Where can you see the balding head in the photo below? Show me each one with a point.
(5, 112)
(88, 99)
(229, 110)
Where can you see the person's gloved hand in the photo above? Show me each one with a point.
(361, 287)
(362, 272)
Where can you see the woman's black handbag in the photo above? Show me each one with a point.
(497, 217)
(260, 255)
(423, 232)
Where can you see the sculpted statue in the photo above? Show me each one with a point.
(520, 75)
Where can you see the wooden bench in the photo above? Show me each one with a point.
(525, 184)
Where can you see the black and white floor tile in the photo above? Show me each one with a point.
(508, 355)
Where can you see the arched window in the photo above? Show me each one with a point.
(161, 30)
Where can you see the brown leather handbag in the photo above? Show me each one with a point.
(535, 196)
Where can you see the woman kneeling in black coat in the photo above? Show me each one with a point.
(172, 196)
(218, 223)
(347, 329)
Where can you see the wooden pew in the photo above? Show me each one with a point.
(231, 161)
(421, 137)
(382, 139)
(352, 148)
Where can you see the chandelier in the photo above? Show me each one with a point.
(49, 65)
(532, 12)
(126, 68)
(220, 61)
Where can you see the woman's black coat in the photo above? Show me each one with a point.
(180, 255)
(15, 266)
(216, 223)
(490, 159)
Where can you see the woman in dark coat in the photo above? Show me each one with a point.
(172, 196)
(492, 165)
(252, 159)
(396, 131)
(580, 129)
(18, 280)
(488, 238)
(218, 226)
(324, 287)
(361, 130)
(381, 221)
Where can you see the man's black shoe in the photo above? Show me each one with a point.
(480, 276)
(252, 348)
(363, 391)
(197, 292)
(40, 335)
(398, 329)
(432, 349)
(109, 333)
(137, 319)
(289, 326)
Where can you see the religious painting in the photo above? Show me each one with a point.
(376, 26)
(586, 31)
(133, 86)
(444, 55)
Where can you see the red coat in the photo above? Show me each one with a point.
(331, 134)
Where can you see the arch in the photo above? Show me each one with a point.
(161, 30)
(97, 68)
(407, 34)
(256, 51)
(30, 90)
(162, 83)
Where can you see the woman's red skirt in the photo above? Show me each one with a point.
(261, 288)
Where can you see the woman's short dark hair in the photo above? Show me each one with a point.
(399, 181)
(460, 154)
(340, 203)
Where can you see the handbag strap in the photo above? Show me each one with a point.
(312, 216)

_ABOUT THIS EXERCISE:_ Nothing in the records above may be left out when you repeat them exactly.

_SOLUTION TO THE EXERCISE:_
Where can you see the balding head in the photo below? Show me each one with a point.
(5, 112)
(88, 99)
(229, 110)
Where can you see the person's gloved hand in the photo above? Show me each one with a point.
(361, 287)
(362, 272)
Where can you see the woman's black handbag in the photo above? Show me each one with a point.
(497, 217)
(260, 255)
(423, 232)
Where can you see the sculpted statue in the photo above? Show me each one with a point.
(520, 75)
Where can you see the wooden bench in the photo above? Show me each one with a point.
(525, 184)
Where can you see the black and white floor tile in the photo above? Show me each one with a point.
(508, 355)
Where can you see the arched window in the photo above? Show me each one with a point.
(161, 30)
Where can you see the brown leather handbag in the photo above? Show me each one with a point.
(535, 196)
Where can you see the woman kneeling in black coat in the photo above? Show me each one with a point.
(172, 196)
(218, 223)
(347, 329)
Where can you see the wooden pew in the photo above? Show me each one with a point.
(231, 161)
(421, 137)
(382, 139)
(352, 148)
Where can you see the chandelier in the photo above? Show me each one with a point.
(49, 65)
(532, 12)
(126, 68)
(220, 61)
Where can you see the woman's black coat in the photo above? Show me each one with a point.
(180, 255)
(15, 266)
(216, 223)
(490, 159)
Where can you see the woman in dark coat in the photo above? Show me each one with a point.
(172, 196)
(492, 165)
(252, 159)
(396, 131)
(580, 129)
(18, 280)
(488, 238)
(218, 226)
(324, 287)
(361, 130)
(381, 221)
Where can you see the man's black shoe in the photo above? Show me each one with a point.
(480, 276)
(252, 348)
(363, 391)
(197, 292)
(40, 335)
(398, 329)
(432, 349)
(109, 333)
(137, 319)
(289, 326)
Where can you see the religious painting in the photo above? Show me each one with a point.
(376, 26)
(586, 31)
(133, 86)
(444, 55)
Where can you see the red coat in the photo above? Show me each one with a point.
(331, 134)
Where can you see the arch in the photo above? Show me each one with a point.
(161, 30)
(97, 68)
(407, 34)
(256, 51)
(30, 90)
(162, 83)
Where can you see the woman's red skirt in the photo above? Show me each one with a point.
(261, 288)
Where can you see the woman's short dark hair in the photo above? Show me each one with a point.
(399, 181)
(460, 154)
(340, 203)
Where can you see the handbag strap in the photo above? Show me each one with a point.
(312, 216)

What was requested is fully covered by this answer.